-------- EXCERPTED DATA --------

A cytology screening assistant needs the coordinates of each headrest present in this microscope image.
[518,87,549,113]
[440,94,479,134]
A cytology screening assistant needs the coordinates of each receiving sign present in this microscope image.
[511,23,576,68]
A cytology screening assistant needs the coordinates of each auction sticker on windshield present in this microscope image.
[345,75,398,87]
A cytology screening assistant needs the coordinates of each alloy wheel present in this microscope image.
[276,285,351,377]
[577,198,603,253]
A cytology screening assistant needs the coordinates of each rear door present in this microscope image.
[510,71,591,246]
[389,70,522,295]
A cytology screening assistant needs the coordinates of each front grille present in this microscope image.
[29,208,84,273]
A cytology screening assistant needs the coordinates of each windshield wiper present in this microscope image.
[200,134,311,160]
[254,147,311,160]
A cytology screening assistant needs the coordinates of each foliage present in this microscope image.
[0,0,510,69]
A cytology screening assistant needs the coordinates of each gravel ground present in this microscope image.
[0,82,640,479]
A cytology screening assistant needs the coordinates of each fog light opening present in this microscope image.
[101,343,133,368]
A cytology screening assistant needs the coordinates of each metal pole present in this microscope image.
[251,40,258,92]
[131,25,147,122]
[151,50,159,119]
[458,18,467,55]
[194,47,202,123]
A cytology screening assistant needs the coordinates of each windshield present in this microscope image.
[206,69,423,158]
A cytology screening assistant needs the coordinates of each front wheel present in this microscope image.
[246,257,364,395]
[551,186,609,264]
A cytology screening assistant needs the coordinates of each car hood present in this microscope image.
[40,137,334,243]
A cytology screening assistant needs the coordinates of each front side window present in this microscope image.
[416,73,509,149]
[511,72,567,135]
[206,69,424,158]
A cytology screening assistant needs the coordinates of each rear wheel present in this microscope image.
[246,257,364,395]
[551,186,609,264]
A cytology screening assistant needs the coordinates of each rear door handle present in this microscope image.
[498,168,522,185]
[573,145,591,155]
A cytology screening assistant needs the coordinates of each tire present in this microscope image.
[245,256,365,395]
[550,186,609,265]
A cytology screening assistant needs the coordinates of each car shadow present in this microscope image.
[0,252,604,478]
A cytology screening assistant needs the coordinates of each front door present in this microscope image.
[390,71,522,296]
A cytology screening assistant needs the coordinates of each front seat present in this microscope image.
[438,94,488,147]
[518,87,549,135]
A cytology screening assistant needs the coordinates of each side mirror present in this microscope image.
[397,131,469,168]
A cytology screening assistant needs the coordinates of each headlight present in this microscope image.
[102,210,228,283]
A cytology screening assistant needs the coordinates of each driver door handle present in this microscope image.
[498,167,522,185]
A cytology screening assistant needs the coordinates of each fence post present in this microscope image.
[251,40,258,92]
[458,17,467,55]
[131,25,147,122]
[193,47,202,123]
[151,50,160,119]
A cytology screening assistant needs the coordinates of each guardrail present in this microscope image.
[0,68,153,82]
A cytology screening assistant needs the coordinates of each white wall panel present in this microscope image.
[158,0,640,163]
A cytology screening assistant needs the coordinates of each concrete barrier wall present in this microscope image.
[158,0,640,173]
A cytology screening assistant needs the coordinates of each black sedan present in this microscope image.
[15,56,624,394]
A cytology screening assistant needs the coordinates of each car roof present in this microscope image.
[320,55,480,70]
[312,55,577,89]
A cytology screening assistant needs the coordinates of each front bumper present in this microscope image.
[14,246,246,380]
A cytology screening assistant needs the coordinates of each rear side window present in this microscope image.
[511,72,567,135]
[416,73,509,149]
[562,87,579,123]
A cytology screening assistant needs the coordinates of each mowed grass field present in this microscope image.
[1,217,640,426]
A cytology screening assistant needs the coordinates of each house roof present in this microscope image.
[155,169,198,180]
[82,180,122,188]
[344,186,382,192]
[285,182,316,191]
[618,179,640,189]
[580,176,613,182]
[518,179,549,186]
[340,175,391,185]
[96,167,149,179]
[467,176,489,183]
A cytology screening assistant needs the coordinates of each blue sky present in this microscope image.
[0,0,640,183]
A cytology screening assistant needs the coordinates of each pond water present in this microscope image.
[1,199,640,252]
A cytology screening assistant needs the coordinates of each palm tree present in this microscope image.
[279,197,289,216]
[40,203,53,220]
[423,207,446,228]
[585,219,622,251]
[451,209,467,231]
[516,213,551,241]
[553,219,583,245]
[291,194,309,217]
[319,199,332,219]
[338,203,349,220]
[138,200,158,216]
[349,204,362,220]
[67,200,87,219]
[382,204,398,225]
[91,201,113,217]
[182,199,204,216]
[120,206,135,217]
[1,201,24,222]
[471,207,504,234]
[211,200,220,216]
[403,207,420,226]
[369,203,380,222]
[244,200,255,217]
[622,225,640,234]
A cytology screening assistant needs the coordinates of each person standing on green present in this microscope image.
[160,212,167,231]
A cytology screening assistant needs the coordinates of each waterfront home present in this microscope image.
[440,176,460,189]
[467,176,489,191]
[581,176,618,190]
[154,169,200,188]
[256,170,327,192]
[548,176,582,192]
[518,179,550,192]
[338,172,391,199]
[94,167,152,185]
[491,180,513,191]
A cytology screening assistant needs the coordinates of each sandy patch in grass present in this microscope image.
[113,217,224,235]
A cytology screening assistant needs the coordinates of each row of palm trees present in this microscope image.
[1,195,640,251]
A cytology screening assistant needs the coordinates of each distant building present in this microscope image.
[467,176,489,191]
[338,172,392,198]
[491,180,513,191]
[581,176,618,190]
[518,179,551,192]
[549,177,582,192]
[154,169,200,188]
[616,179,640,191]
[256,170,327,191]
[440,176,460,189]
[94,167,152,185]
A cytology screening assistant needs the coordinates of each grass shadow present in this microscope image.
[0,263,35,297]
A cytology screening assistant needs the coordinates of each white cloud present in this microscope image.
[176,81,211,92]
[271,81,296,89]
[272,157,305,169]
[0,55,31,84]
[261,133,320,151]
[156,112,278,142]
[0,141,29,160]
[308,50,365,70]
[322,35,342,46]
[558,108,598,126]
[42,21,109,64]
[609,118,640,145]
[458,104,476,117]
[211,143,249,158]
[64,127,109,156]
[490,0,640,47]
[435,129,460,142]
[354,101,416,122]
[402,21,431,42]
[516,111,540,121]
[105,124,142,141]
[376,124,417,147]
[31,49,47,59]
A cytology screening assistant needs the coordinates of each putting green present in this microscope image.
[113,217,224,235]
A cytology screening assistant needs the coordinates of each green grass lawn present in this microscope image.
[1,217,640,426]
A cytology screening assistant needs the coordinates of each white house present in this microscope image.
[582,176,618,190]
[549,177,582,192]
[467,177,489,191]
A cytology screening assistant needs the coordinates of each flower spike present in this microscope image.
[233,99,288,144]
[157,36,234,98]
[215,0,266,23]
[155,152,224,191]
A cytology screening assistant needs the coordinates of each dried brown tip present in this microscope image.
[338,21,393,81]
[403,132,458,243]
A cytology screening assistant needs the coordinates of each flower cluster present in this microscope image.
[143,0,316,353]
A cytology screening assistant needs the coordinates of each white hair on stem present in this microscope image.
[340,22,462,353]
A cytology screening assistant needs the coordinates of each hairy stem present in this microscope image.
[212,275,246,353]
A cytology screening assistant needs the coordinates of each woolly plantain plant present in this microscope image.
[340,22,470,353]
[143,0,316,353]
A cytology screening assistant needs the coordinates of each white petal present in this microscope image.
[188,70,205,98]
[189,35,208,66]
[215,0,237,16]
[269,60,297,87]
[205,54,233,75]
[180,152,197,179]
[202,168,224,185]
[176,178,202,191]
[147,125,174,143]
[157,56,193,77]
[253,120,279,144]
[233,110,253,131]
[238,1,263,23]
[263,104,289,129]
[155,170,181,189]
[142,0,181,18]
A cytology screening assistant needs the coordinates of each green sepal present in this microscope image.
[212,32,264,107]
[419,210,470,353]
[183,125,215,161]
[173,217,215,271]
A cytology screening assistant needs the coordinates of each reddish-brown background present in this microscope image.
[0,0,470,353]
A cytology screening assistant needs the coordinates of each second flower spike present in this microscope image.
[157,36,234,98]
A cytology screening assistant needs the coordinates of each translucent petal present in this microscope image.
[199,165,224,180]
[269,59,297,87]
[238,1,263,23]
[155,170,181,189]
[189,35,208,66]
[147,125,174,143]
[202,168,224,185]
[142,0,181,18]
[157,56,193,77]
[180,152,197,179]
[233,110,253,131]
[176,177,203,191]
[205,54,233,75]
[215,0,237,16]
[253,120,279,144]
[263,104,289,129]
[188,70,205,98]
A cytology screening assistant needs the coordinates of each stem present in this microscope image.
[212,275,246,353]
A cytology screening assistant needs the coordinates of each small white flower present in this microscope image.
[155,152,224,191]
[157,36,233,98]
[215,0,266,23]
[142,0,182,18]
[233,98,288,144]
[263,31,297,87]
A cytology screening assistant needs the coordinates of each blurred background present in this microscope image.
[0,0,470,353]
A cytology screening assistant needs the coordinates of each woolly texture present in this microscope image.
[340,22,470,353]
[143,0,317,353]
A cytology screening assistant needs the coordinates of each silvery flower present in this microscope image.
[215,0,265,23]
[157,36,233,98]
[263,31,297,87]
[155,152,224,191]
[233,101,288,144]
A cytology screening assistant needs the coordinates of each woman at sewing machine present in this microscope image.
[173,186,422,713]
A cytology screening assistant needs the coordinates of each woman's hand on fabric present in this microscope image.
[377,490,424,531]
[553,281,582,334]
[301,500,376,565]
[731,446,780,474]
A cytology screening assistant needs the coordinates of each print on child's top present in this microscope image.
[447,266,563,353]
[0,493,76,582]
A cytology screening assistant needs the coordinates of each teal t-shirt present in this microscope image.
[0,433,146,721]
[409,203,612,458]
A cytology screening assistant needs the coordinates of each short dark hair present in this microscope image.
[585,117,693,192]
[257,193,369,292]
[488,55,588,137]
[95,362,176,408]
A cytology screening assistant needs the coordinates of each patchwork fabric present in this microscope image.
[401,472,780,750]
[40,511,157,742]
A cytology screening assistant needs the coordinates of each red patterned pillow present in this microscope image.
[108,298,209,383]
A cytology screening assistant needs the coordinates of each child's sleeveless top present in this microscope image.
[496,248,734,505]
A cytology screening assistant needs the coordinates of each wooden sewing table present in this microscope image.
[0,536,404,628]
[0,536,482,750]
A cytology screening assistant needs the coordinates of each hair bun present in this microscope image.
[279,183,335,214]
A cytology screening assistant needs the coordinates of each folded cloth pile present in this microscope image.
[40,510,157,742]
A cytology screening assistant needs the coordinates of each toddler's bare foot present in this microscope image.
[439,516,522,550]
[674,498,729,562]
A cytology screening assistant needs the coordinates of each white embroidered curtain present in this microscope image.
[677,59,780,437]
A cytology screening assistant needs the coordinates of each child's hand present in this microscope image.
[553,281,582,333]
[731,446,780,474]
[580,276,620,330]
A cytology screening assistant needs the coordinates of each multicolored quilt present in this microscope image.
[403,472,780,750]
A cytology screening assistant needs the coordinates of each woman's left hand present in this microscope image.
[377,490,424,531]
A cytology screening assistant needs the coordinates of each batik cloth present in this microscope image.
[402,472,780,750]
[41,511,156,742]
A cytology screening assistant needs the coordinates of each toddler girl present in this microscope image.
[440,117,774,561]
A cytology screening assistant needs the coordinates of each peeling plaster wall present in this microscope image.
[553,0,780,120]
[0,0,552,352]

--------

▸ INSTRUCTIONS TO FOLLOW
Copy out everything from the start of the records down to and including the line containing "[511,23,576,68]", keeping the requests. In the answers, multiply every coordinate by 2.45 and round to whole numbers, rounding halves up, and give back only those lines.

▸ TASK ANSWER
A cytology screening assistant needs the coordinates of each headrest present in this microscope image.
[1269,213,1345,277]
[1078,230,1174,328]
A cytology screening assistant needs the coordinates of each receiving sign present in this microscope image.
[1252,56,1411,167]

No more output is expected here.